Exercises.
(A) From the memoQ term extraction page, list every kind of source that term extraction can draw text from.
(B) Please carry the memoQ term extraction page forward, picking up right after its last sentence.

Source text.

Term extraction editor
When you extract terms from the source documents, translation memories or LiveDocs corpora in your project, memoQ displays the candidate list in a candidate list editor tab. In this tab, you can clean up, filter, edit, and reconfigure the candidate list. You can also confirm candidates that will be added to a term base created from the candidate list.
In the candidate list editor, memoQ shows the list of term candidates that belong to one term extraction session. This list is saved in a project.
How to get here
- Create or open a project.
Add text before you run term extraction: The project needs to have the text to process. The text can be in project documents, translation memories, or LiveDocs corpora.
- In the project, import the documents, or add the translation memories and LiveDocs corpora you need.
memoQ can use existing term bases to help with term extraction: Before you run term extraction, add those term bases to the project, too.
- On the Preparation ribbon, click the Extract Terms icon. The Extract candidates window opens.
If this is not the first time you run term extraction in this project: The Extract terms window opens first. If you're sure you need to run a new round of term extraction, click Start new session. To learn more, see the Help page about the Extract terms window.
memoQ extracts the candidates from the documents, and opens the candidate list editor automatically.
- Open a local project.
-
On the Preparation ribbon, click the Extract Terms icon. If you ran term extraction before in this project: The Extract terms window opens.
If there are no previous term extraction sessions: The Extract candidates window opens instead.
- Select the session you want to return to. Click Continue session.
The session opens in the candidate list editor tab.
.
What can you do?
The result of term extraction is a list of term candidates. A candidate either becomes a term in a term base, or is dropped from the list.

Data extract.
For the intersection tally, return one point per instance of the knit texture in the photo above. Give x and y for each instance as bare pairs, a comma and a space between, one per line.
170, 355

Results by task.
(A)
- Source documents (project documents)
- Translation memories
- LiveDocs corpora

(B)
The candidate list editor lists the term candidates in a table. The table contains the following columns:
- Status: Shows the status of the candidate. This column can contain one of the following values:
- Candidate: This is a candidate that was not hidden, dropped, or accepted. Intially, the status of all candidates is Candidate.
- Accepted: These candidates were accepted using the Accept link or the Ctrl+Enter key shortcut. Only accepted candidates are copied to the final term base.
- Dropped: These candidates are discarded from the list using the Drop link or the Ctrl+D key shortcut. Dropped candidates are sorted to the end of the list when you use the Re-sort now link or the Ctrl+R key shortcut.
- (number): Shows the position of the candidate within the list.
- $ (score): Shows how confident memoQ is that the candidate is a valid term. It is computed from the frequency and the length of the candidate. memoQ computes a higher score if the candidate or part of it was found in the term bases used in the project.
Note: The frequency of a word or expression is the number of times it occurs in the source text where candidates were extracted from.
- Length: The length of the candidate, in characters.
- Hides shorter: Each row contains an eye icon that shows whether or not all other candidates that are parts of this one are hidden. For example, closing the eye for the candidate "a common scenario" hides "common", "scenario", "common scenario" etc.). Click the eye icon to hide the candidates.
Note: Hidden candidates remain visible, but if you re-sort the list (using the Re-sort now link or the Ctrl+R key shortcut), they will be sorted to the end of the list.
- Source: The source term as it was extracted from the text. You can edit this cell. The Source row can contain additional information:
- Also: This candidate was merged with another, and now they form a single term base entry that has two or more source-language alternatives. The word Also is followed by a list of alternatives.
- Original: This candidate was edited, and the source-language expression is not the same as the one memoQ extracted from the text. The word Original is followed by the original candidate.
- Source example: An example showing how the term is used. You can type into this field. To copy the selected source segment from the Occurrences field: Click the Add source as example link or press Ctrl+S.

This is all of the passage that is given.